Entries from a dataset:
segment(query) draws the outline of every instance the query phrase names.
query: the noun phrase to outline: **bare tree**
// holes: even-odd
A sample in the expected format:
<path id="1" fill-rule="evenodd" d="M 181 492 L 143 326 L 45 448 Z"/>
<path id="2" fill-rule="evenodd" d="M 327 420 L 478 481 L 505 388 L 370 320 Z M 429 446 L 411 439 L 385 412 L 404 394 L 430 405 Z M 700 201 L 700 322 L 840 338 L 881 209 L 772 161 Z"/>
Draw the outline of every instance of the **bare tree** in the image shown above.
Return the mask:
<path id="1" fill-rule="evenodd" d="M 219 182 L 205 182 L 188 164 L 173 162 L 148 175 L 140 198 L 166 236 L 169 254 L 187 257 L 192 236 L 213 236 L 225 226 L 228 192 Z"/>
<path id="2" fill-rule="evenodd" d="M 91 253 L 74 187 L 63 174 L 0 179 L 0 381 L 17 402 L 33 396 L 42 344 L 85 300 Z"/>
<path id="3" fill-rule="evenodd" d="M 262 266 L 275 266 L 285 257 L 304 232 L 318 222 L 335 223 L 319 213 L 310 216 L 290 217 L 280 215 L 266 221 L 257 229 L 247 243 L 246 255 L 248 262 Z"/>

GOAL
Convert the material into a numbered list, starting at its first line and ending at the line that contains "219 182 L 205", and leave out any blank lines.

TASK RESULT
1. segment(query) draws the outline of every instance the query phrase names.
2. query: the noun phrase to outline: **bare tree**
3. // holes: even-odd
4. A sample in the expected format:
5. <path id="1" fill-rule="evenodd" d="M 181 492 L 143 326 L 45 448 Z"/>
6. <path id="2" fill-rule="evenodd" d="M 327 420 L 478 481 L 505 388 L 370 320 Z M 429 446 L 411 439 L 385 412 L 404 394 L 430 405 Z M 700 201 L 700 322 L 840 338 L 881 209 L 772 161 Z"/>
7. Draw the outline of every instance of the **bare tree** in the image shown above.
8. Return the mask:
9. <path id="1" fill-rule="evenodd" d="M 219 182 L 205 182 L 188 164 L 173 162 L 148 175 L 140 198 L 166 236 L 169 254 L 187 257 L 192 236 L 213 236 L 225 226 L 228 192 Z"/>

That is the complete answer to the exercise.